# Looking for program for cleaning up old analog music recorded to CD



## Wayne A. Pflughaupt (Apr 13, 2006)

I bought a Pioneer CD recorder a few years ago so I could make CDs of some old analog material I have. 

I’d like to rip the CDR’s to my computer to clean up the clicks and pops etc. and then burn a fresh disc (I have some music CD-RW’s I’ll use and re-use for my “masters”).

So – what’s a good program I can get for this? Here is my wish list of what I’d like for it to be able to do:

Work with both WAV files and MP3’s.
 Eliminate (or at least substantially reduce) tape hiss, clicks and pops etc. with minimal impact on sound quality.
 Insert track markers.
Do fade-outs.
Auto leveling between various tracks (or will that end up acting as compression?).
Ability to cut and paste different songs together would be nice, but not a high priority.
Any other features I might need that I’m not thinking about?

Regards,
Wayne


----------



## mechman (Feb 8, 2007)

Wayne,

Did you ever find software that would accomplish all of this?


----------



## Sonnie (Apr 11, 2006)

I use Sound Recorder and Editor by Polderbits that does most everything on that list. I'm not certain about the track markers though.

I use CDEX for converting .mp3's to .wav and vice versa... and copying them off the CD to the hard drive. It also levels track volume.


----------



## Wayne A. Pflughaupt (Apr 13, 2006)

mechman said:


> Wayne,
> 
> Did you ever find software that would accomplish all of this?


Actually yes - I found a free program called Audacity that does everything except auto leveling between tracks – but you can do that manually, if you want. (Actually, it may do automatic leveling, but I haven’t had a need for it yet, so I haven’t explored it.) I found it by Googling – “free music editing software” or something like that. It was recommended at a site that evaluates free software as the best of free editing programs.

++++++++++++++++++++

» YOUR OBJECTIVE:
Reproduce the passage of the forum thread on cleaning up old analog recordings, starting with "I bought a Pioneer" and going on through "Do fade-outs.".

» DATA LINES:
++++++++++++++++++++

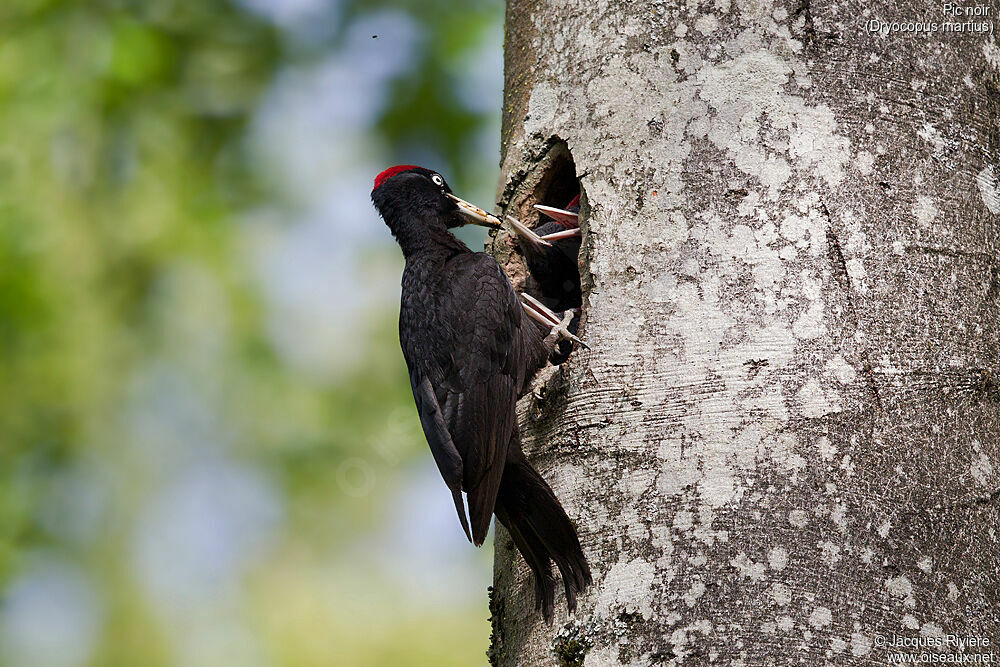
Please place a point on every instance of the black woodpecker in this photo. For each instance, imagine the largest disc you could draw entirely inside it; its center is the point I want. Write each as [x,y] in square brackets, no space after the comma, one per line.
[471,348]
[550,250]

++++++++++++++++++++

» REPLY TO THE EXERCISE:
I bought a Pioneer CD recorder a few years ago so I could make CDs of some old analog material I have. 

I’d like to rip the CDR’s to my computer to clean up the clicks and pops etc. and then burn a fresh disc (I have some music CD-RW’s I’ll use and re-use for my “masters”).

So – what’s a good program I can get for this? Here is my wish list of what I’d like for it to be able to do:

Work with both WAV files and MP3’s.
 Eliminate (or at least substantially reduce) tape hiss, clicks and pops etc. with minimal impact on sound quality.
 Insert track markers.
Do fade-outs.